**What is asked:** Convert the entries below into a numbered list, one line per item, omitting any blank lines.

[Dataset records]
++++
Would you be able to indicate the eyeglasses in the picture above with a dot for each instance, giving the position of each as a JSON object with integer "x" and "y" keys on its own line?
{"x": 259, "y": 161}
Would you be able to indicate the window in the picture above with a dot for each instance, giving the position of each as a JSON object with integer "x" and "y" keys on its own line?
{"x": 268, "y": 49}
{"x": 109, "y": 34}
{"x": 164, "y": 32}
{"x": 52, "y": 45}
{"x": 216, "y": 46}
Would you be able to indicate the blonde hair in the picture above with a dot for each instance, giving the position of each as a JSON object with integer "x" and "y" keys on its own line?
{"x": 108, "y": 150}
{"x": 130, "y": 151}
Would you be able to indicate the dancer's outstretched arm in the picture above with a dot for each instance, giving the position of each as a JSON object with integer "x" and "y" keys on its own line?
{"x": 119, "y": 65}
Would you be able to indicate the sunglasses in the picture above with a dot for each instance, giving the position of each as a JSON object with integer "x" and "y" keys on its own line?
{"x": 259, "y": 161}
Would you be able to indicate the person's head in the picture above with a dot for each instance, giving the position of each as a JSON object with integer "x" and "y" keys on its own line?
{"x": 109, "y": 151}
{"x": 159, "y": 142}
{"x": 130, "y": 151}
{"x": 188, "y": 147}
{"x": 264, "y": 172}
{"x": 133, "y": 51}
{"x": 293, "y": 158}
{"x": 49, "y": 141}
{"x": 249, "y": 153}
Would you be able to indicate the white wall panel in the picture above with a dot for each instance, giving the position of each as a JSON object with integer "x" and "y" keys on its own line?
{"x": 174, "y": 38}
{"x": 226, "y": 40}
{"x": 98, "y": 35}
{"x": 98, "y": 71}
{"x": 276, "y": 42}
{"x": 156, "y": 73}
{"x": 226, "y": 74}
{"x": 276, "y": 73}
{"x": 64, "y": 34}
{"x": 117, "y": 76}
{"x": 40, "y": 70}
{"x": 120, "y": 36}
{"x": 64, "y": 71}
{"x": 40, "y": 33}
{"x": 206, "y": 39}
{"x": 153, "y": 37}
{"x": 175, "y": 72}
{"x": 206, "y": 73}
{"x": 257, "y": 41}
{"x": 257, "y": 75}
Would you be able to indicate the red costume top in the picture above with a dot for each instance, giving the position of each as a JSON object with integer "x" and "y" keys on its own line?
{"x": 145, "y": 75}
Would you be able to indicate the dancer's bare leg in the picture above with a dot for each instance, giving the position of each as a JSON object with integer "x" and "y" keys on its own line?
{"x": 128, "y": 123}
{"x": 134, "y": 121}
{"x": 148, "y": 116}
++++
**Answer to this exercise:**
1. Would you be able to indicate the eyeglasses in the picture above with a dot for each instance, giving the position of each as a JSON object with integer "x" and "y" keys on its own line?
2. {"x": 259, "y": 161}
3. Would you be able to indicate the window in the picture above with a dot for each instance, giving the position of each as a JSON object with integer "x" and "y" keys on its own line?
4. {"x": 268, "y": 49}
5. {"x": 109, "y": 34}
6. {"x": 164, "y": 32}
7. {"x": 52, "y": 45}
8. {"x": 216, "y": 46}
9. Would you be able to indicate the blonde hair in the picture above with a dot for each instance, giving the position of each as a JSON object with integer "x" and "y" keys on its own line?
10. {"x": 108, "y": 150}
11. {"x": 130, "y": 151}
12. Would you be able to indicate the dancer's outstretched arm in the picture above with a dot for each instance, giving the position of each as a JSON object with integer "x" and "y" keys on its own line?
13. {"x": 119, "y": 65}
14. Would you be able to indicate the sunglasses in the picture above with a dot for each instance, giving the position of each as a JSON object with integer "x" and "y" keys on its own line?
15. {"x": 259, "y": 161}
16. Would you be able to indicate the person's head in the picture above with a dot for each instance, giving the position of each as a JSON object with integer "x" and "y" keys on its own line?
17. {"x": 109, "y": 151}
18. {"x": 159, "y": 142}
19. {"x": 130, "y": 151}
20. {"x": 188, "y": 147}
21. {"x": 264, "y": 172}
22. {"x": 133, "y": 51}
23. {"x": 293, "y": 158}
24. {"x": 49, "y": 141}
25. {"x": 249, "y": 153}
26. Would you be able to indicate the white wall panel in the picture above with a dot for each instance, giving the position of each as a JSON object with integer "x" and "y" keys on its own line?
27. {"x": 174, "y": 38}
28. {"x": 226, "y": 40}
29. {"x": 98, "y": 35}
30. {"x": 98, "y": 71}
31. {"x": 276, "y": 42}
32. {"x": 156, "y": 73}
33. {"x": 226, "y": 74}
34. {"x": 276, "y": 73}
35. {"x": 64, "y": 34}
36. {"x": 117, "y": 76}
37. {"x": 40, "y": 70}
38. {"x": 120, "y": 36}
39. {"x": 64, "y": 71}
40. {"x": 40, "y": 33}
41. {"x": 206, "y": 39}
42. {"x": 153, "y": 37}
43. {"x": 175, "y": 72}
44. {"x": 206, "y": 73}
45. {"x": 257, "y": 41}
46. {"x": 257, "y": 75}
47. Would you be able to indicate the red costume top in the picture above with a dot for each instance, giving the position of each as a JSON object with integer "x" and "y" keys on its own line?
48. {"x": 145, "y": 75}
49. Would you be able to indicate the dancer's bare leg in the picture above with a dot for each instance, giving the position of each as a JSON object with integer "x" and "y" keys on its own line?
50. {"x": 128, "y": 123}
51. {"x": 134, "y": 121}
52. {"x": 148, "y": 116}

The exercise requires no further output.